- **Required task**:
Answer these questions about the review below:
1. Which model is applied to predict transportation mode choices?
2. Which section is said to include only one reference along with an extensive table?
3. What is recommended for Section 3 to help the reader understand the methodology?
____ Text
Comments and Suggestions for Authors In this manuscript, the aim is to improve the predictive accuracy of travel demand models based on factors (trip characteristics, socioeconomic factors, built environment characteristics, and regional conditions) that influence transportation mode choices. The Random Forest model is applied to predict transportation mode choices, and it is established that an increase in travel duration and distance is associated with a higher number of trips by car, while household vehicle ownership significantly affects choices between car and public transport. I note some considerations to improve the manuscript.
  • The document details several elements that may be useful to those interested in the topic. However, the reading is not easy, so I suggest revising the document to facilitate readability.
  • Section 2.2.2 includes only one reference, along with an extensive table. It is suggested to complement this with other references, and in Table 2, it should be indicated where the information is sourced from.
  • In Section 3.3.2, it is suggested to include for each variable whether there are previous studies that considered these, or what the authors' criteria are for establishing them.
  • In Section 3, related to methodology, it is recommended to include a flowchart that allows the reader to understand, along with the explanation, the methodology employed.
  • In the discussion section, the results are presented but are not compared with the commonly used Nested Logit (NL) and Multinomial Logit (MNL) models by MPOs. I also suggest strengthening the references so that the results can be better contrasted.
    Comments on the Quality of English Language

Dear Editor,
Thank you very much for inviting me to review this manuscript. I believe it is necessary to improve the writing, as the text is very dense and makes reading difficult.
________
____ Given information
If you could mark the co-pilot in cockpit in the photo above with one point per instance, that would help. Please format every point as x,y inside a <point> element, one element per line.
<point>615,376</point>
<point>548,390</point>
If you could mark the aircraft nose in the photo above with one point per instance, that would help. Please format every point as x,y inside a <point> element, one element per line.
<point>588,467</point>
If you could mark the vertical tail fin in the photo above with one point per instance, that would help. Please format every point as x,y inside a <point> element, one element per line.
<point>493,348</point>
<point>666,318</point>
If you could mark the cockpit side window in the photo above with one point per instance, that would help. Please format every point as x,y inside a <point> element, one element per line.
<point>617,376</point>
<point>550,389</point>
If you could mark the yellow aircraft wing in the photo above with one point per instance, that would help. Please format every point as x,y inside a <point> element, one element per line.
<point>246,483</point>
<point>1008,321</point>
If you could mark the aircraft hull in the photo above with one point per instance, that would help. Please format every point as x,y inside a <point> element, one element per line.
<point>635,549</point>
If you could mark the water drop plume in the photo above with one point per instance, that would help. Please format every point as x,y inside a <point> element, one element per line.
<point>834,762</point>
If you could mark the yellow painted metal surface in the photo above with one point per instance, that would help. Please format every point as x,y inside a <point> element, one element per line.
________
- **Result of this task**:
1. The Random Forest model.
2. Section 2.2.2.
3. A flowchart.